Task item:
Could you retype all of the entries exactly, without their pictures?

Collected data
____

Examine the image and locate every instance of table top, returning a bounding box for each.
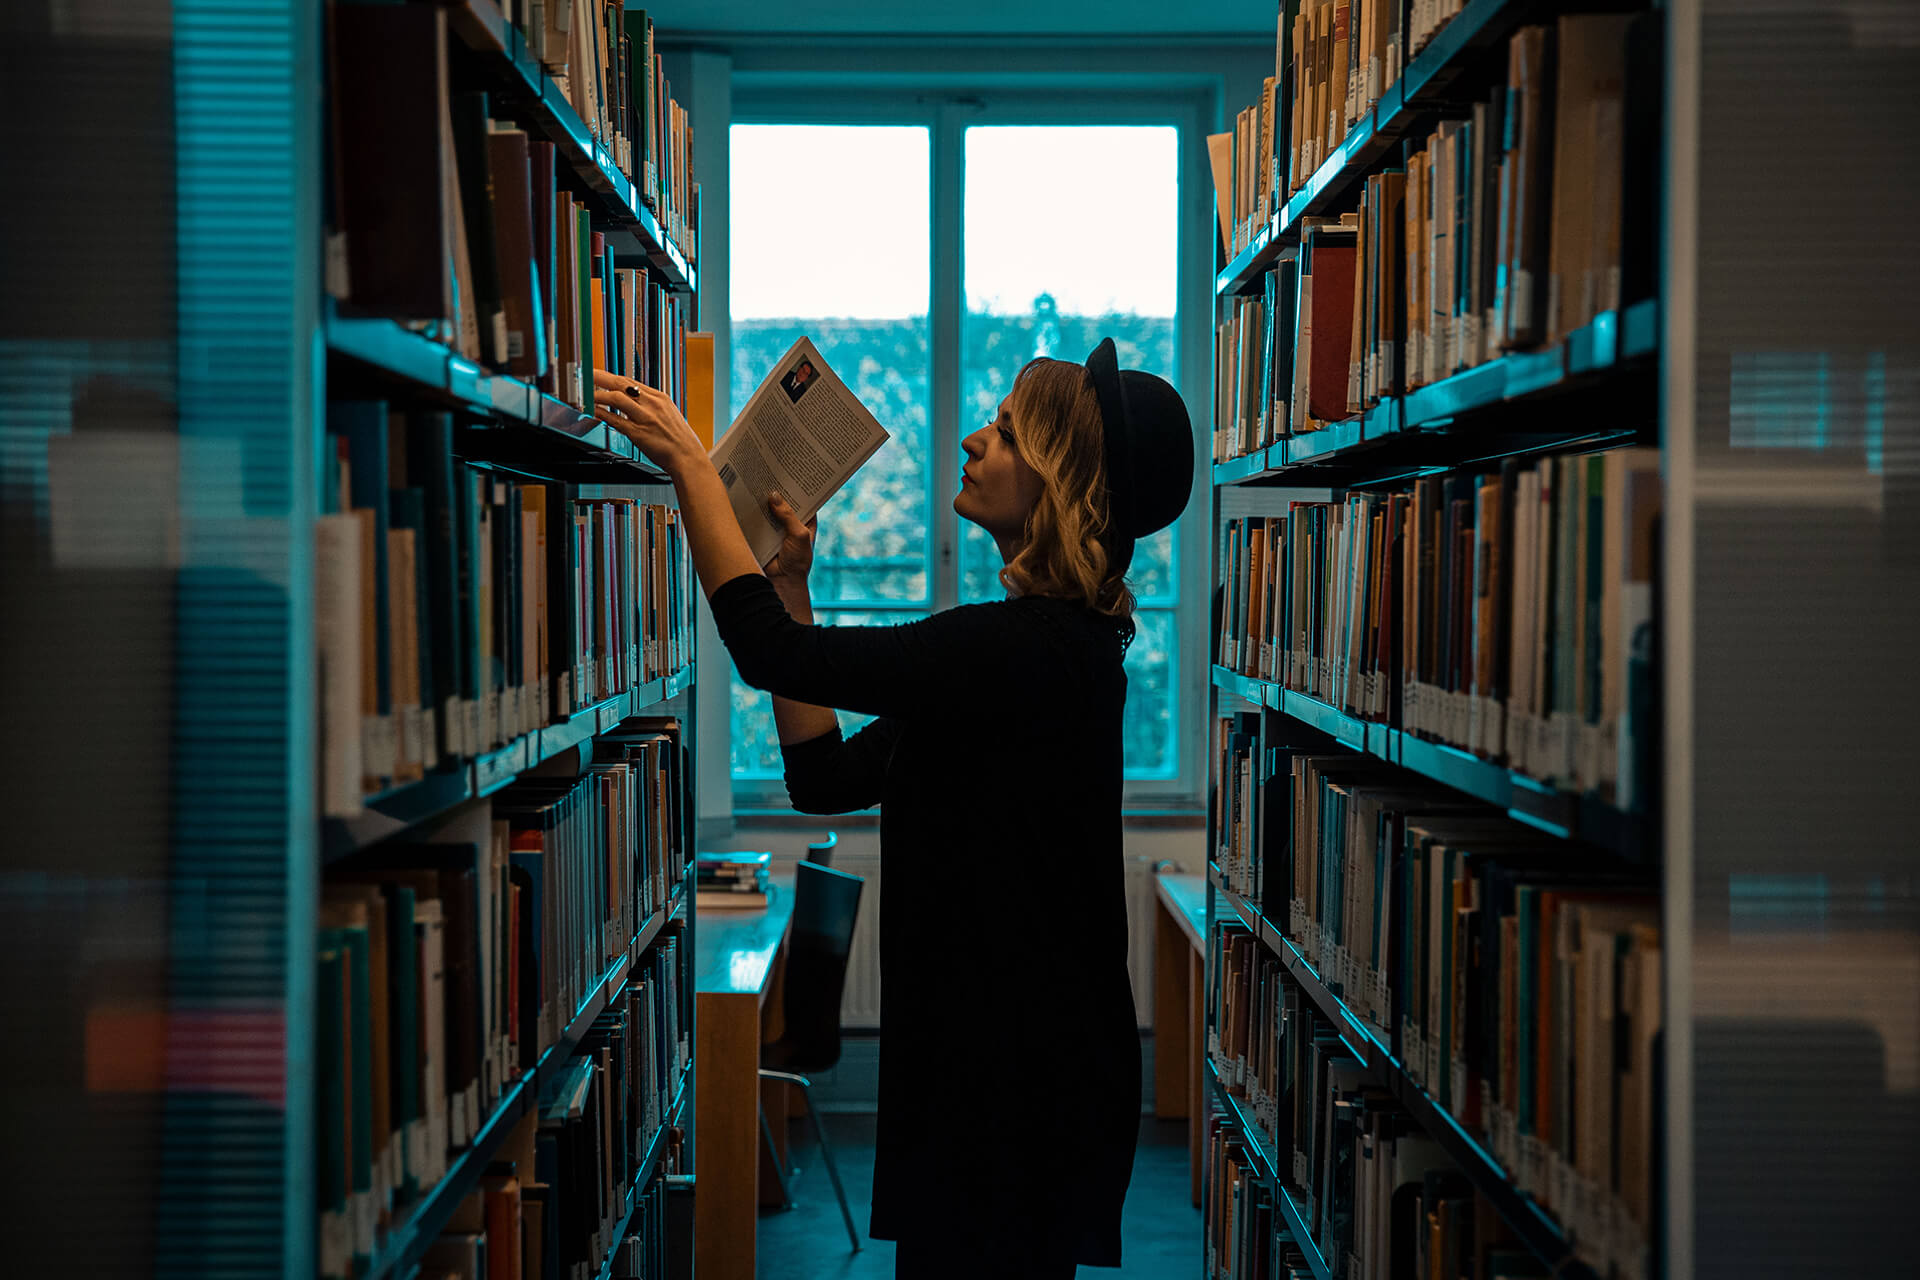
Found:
[1156,871,1208,954]
[693,868,796,1000]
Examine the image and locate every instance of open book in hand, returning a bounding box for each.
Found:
[713,337,891,564]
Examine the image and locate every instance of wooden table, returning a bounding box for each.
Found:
[694,870,797,1280]
[1153,871,1208,1207]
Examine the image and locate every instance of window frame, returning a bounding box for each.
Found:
[726,86,1213,813]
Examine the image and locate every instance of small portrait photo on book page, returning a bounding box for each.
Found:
[780,357,819,403]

____

Solution to the exercise:
Examine the image and locate every instance of table top, returning a bounding box for each.
Found:
[1156,871,1208,954]
[693,868,796,1000]
Examine the image and locate every instance of open book in hand, returning a bounding box for each.
Found:
[713,337,891,564]
Examine the image and locate every instance of wooden table, returning a bounding box for each.
Found:
[694,870,797,1280]
[1153,871,1208,1207]
Examine the image and locate every instance of window frame, returning a bounding box for each.
Found:
[726,86,1213,813]
Examine the image and locate every instance of small portrait photo on book page, returning a bounding box for each.
Found:
[780,357,819,403]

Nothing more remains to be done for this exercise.